+++ Text provided +++

Nordella v. Blue Cross of California
Cal. Super. Ct. BC297291 (6/11/2003)
Plaintiff Nordella, a California physician, filed a suit against Blue Cross of California, alleging that Blue Cross terminated him as a participating provider in retaliation for his refusal to accept the company's medical coverage policies. After losing a lawsuit to Nordella over nonpayment of patient claims, Blue Cross put Nordella on "claims audit" status, citing his higher-than-average utilization of lab services. Blue Cross's medical director also informed Nordella that he was overusing lab tests and that he was billing a higher office visit code while his records indicated a less extensive examination. Nordella did not change his billing practices or lab usage, and was ultimately terminated by Blue Cross for billing Blue Cross for services that Blue Cross determined were not medically necessary. Nordella then filed the subject lawsuit, alleging that Blue Cross downcoded or denied hundreds of claims submitted by Nordella during the audit, and seeking damages for wrongful termination in violation of public policy, breach of contract, defamation, breach of implied covenant of good faith, and violation of due process, among other things.
United States ex rel. Willard v. Humana Health Plan of Texas, Inc.
5th Cir. No. 02-40285 (6/26/2003)

+++ Recorded information +++

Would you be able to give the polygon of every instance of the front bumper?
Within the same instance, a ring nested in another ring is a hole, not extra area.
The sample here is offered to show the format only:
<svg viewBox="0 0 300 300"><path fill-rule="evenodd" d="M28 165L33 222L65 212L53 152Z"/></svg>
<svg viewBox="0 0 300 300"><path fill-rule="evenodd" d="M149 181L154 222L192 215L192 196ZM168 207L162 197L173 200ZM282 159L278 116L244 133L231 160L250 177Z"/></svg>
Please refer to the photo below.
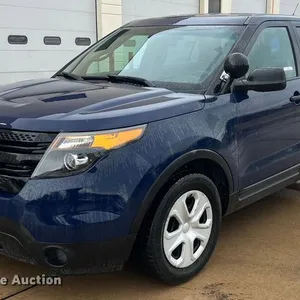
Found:
<svg viewBox="0 0 300 300"><path fill-rule="evenodd" d="M130 255L134 241L135 235L130 235L98 243L39 243L23 226L0 219L0 254L50 267L56 274L120 270ZM63 256L56 257L57 253Z"/></svg>

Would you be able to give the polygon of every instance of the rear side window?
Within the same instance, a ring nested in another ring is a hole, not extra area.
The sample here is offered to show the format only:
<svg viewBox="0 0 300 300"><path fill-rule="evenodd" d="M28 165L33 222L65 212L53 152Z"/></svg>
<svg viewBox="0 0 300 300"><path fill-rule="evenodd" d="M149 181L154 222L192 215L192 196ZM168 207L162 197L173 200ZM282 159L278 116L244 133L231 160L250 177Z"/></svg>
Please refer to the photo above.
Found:
<svg viewBox="0 0 300 300"><path fill-rule="evenodd" d="M258 68L283 68L287 78L297 76L291 39L286 27L264 29L248 55L250 72Z"/></svg>

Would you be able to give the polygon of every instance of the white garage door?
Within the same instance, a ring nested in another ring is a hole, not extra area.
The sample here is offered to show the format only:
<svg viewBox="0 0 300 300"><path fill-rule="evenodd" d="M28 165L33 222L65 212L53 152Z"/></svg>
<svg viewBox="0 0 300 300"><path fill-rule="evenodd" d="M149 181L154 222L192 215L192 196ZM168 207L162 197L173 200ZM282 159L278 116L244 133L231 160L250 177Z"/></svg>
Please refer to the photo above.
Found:
<svg viewBox="0 0 300 300"><path fill-rule="evenodd" d="M0 0L0 84L50 77L95 40L94 0Z"/></svg>
<svg viewBox="0 0 300 300"><path fill-rule="evenodd" d="M233 13L266 13L266 0L232 0Z"/></svg>
<svg viewBox="0 0 300 300"><path fill-rule="evenodd" d="M283 15L292 15L299 3L299 0L281 0L280 1L280 13ZM296 10L295 15L300 15L300 5Z"/></svg>
<svg viewBox="0 0 300 300"><path fill-rule="evenodd" d="M143 18L197 14L199 2L199 0L123 0L123 24Z"/></svg>

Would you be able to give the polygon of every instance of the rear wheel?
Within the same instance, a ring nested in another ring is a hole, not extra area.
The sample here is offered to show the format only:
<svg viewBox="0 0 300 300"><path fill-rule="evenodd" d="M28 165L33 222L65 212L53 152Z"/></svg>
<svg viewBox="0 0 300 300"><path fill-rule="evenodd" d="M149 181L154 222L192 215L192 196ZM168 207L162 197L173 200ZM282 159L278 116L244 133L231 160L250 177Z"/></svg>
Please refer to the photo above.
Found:
<svg viewBox="0 0 300 300"><path fill-rule="evenodd" d="M220 224L214 183L201 174L181 178L163 197L145 237L147 269L168 284L191 279L213 253Z"/></svg>

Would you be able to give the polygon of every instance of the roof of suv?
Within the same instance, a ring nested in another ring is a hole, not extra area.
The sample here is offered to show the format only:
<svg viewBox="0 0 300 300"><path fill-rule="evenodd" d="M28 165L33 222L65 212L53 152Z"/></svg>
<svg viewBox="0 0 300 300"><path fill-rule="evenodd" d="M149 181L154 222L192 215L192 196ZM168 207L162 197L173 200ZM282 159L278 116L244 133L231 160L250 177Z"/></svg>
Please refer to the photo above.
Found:
<svg viewBox="0 0 300 300"><path fill-rule="evenodd" d="M127 26L185 26L185 25L244 25L260 24L264 21L299 21L292 15L268 14L203 14L181 15L132 21Z"/></svg>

+++

What to produce: Continue the health-plan court case summaries, starting with a summary paragraph for United States ex rel. Willard v. Humana Health Plan of Texas, Inc.

Output of the task:
The Fifth Circuit upheld a district court's dismissal of a qui tam action against Humana Health Plan of Texas. The action had alleged that Humana had violated the federal False Claims Act by discouraging less healthy patients from joining Humana's Medicare+Choice plan. In a lawsuit brought in 1999, fired Humana sales representative turned whistleblower Irvin Willard filed a lawsuit alleging that Humana was systematically "cherrypicking" healthy Medicare beneficiaries to enroll and trying to prevent less healthy beneficiaries from learning about Humana's services. Humana had received a Medicare contract for the five counties in the Houston area. Willard alleged that Humana only sought to enroll beneficiaries in metropolitan Harris County, while discouraging enrollment in the four more rural counties. The United States declined to intervene in Willard's suit, and the district court in Texas dismissed Willard's suit for failure to state a claim.
Before the Fifth Circuit, Humana argued that any alleged discrimination must occur within the population for which uniform rates have been set, and that because CMS sets rates on a county-by-county basis, Willard would have to show that Humana discriminated within each county, not that Humana discriminated between counties. The court agreed, finding that Willard had not alleged that Humana had actually discriminated against the rural counties, only that Humana had not aggressively advertised in the rural counties. In the court's view, this did not amount to discrimination.